(Written task): Copy the data below exactly.
=== Working data ===
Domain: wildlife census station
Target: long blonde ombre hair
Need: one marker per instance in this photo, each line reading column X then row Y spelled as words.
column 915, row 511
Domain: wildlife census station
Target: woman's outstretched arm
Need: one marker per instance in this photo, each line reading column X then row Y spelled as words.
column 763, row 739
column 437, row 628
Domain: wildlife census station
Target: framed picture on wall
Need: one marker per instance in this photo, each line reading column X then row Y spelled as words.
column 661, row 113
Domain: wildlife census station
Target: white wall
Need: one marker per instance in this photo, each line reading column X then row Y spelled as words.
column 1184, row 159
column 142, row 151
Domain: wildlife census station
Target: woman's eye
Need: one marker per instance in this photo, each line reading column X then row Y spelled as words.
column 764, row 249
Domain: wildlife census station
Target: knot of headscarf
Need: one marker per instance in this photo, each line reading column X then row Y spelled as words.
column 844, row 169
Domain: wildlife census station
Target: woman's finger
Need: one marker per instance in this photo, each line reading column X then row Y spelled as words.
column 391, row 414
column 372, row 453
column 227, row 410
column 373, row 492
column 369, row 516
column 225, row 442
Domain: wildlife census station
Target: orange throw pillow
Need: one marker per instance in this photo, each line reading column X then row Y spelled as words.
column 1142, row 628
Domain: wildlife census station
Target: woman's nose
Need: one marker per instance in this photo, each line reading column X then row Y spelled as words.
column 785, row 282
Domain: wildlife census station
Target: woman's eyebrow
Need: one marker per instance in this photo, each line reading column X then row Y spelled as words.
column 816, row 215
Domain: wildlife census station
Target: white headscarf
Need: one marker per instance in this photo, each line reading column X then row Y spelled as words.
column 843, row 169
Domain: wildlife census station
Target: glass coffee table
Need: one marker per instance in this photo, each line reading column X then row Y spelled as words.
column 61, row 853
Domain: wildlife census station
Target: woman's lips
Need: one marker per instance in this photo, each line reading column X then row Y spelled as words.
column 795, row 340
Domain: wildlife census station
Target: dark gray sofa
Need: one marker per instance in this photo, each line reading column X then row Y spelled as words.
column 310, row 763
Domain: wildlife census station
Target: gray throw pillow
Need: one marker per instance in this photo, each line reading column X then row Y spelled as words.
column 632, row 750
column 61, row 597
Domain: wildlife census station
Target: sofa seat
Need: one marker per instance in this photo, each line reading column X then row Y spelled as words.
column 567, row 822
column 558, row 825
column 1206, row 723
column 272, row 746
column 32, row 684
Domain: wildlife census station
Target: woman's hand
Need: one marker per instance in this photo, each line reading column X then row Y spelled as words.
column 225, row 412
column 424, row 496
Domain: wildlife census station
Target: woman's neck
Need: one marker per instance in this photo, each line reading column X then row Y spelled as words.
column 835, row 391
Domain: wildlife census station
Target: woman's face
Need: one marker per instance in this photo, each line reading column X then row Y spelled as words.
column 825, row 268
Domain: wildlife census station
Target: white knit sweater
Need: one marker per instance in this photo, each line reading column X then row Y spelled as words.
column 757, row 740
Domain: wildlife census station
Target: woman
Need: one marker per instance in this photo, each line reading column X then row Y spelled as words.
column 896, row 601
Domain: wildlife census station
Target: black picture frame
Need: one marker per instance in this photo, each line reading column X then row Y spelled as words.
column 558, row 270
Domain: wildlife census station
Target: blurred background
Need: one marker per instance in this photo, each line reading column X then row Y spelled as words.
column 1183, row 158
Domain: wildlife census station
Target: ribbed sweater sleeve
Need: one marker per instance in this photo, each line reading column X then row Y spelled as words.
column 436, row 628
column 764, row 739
===
(Exercise output):
Domain: wildlife census station
Target: long blonde ombre hair
Need: one marker per instance in this photo, each line reading column X then row Y spelled as words.
column 915, row 511
Domain: wildlife census station
Target: woman's outstretched arm
Need: one marker per instance in this photo, each line reading column X then row Y spelled as words.
column 763, row 739
column 437, row 628
Domain: wildlife census station
Target: framed picture on wall
Need: one marker per instance in this photo, each line reading column X then row Y spelled as words.
column 661, row 113
Domain: wildlife census station
Target: white wall
Need: one marker per instance in this photo, each line reading column X then row Y spelled as words.
column 1184, row 159
column 142, row 151
Domain: wildlife census station
Target: woman's eye
Need: one marker per instance in this photo, each line reading column X then row Y spelled as words.
column 764, row 249
Domain: wildlife census station
Target: knot of headscarf
Need: one marker per instance in this photo, each line reading column X then row Y spelled as words.
column 844, row 169
Domain: wildlife census station
Target: woman's finger
Need: one marker per instance in this photo, each line reading column X then row Y spelled as words.
column 391, row 414
column 372, row 453
column 227, row 410
column 373, row 492
column 369, row 516
column 225, row 442
Domain: wildlife census station
Target: orange throw pillow
Need: one marker per instance in this photo, each line reading column X then row Y spelled as words.
column 1142, row 628
Domain: wildlife census station
Target: woman's nose
Need: one marker per instance in this photo, each line reading column X then row Y spelled as words.
column 785, row 282
Domain: wildlife census station
Target: woman's eyebrow
Need: one marker per instance in this photo, each line reading column X then row Y spelled as words.
column 816, row 215
Domain: wildlife census station
Target: white headscarf
Need: one marker per instance in this photo, each line reading column X then row Y spelled as words.
column 843, row 169
Domain: wildlife census station
Target: glass coffee table
Need: one marker per instance in this photo, each line reading column X then row Y spelled as words.
column 61, row 853
Domain: wildlife census station
Target: woman's lips
Need: one marker per instance in this photo, each line reading column X then row Y spelled as words.
column 795, row 340
Domain: wildlife census station
Target: dark gray sofa
Need: one marker per instance in this photo, each line reading column X then row Y spelled as words.
column 310, row 763
Domain: wildlife census station
Target: gray throw pillow
Need: one marker per instance in this photo, each line reading column X then row Y spelled as words.
column 632, row 750
column 61, row 597
Domain: wildlife census station
Target: sofa seat
Need: one marker per instance in this photo, each line reading column X then row Y spelled as words.
column 567, row 822
column 558, row 825
column 1206, row 723
column 272, row 746
column 32, row 684
Domain: wildlife census station
Target: woman's hand
Need: one marker per instance in this photo, each line reading column X then row Y spelled as words.
column 225, row 412
column 424, row 496
Domain: wildlife census station
Target: woman's neck
Need: one marker per instance in this photo, each line reading column X then row Y spelled as words.
column 835, row 391
Domain: wildlife census station
Target: woman's face
Need: one marker per instance in this photo, each line reading column X then row Y spelled as words.
column 825, row 268
Domain: wildlife census station
Target: white knit sweater
Need: one marker per instance in this photo, each line reading column X then row Y spelled as words.
column 757, row 740
Domain: wildlife census station
Target: woman
Need: one marker per instance in this photo, each line reading column X then row Y spelled as words.
column 896, row 601
Domain: wildlife census station
Target: black picture frame
Need: one marker per instance in this photo, each line reading column X then row Y spelled as words.
column 558, row 270
Domain: wildlife census station
Target: blurred background
Need: one marker per instance in this photo, each line reading column X then row Y spelled as words.
column 1183, row 158
Domain: wildlife census station
Target: ribbed sweater sleeve
Need: one marker per instance in this photo, each line reading column X then row Y spelled as words.
column 436, row 628
column 764, row 739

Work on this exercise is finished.